Exercise brief:
Rewrite the lines from the one holding "point per instance: curly" through the end of the material, inclusive, replacing "blurred pink flower" with "pink flower" and leaving everything else unchanged.

[Coordinate annotation records]
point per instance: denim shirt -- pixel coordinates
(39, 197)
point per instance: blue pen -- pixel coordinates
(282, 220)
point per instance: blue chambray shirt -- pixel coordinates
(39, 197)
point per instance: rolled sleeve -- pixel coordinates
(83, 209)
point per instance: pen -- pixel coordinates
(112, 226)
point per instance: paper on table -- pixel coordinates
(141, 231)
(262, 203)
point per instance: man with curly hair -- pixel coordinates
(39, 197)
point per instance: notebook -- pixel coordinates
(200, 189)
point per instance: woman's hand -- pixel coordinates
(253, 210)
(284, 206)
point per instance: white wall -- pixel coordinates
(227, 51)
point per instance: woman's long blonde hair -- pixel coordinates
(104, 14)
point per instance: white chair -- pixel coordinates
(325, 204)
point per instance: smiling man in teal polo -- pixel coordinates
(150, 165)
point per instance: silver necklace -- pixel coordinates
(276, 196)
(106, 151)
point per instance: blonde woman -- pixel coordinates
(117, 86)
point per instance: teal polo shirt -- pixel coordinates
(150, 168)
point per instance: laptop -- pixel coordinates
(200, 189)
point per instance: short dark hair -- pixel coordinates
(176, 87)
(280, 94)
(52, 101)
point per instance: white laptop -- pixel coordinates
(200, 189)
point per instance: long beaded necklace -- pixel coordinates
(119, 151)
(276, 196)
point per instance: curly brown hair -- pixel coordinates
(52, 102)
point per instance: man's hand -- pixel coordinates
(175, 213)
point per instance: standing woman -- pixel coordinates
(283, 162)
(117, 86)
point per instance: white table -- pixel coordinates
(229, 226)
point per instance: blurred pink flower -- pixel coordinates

Response to this exercise:
point per instance: curly brown hair -- pixel coordinates
(52, 102)
point per instance: man's hand -- pixel coordinates
(175, 213)
point per instance: standing woman -- pixel coordinates
(283, 162)
(117, 86)
point per instance: white table -- pixel coordinates
(229, 226)
point per instance: pink flower -- pixel coordinates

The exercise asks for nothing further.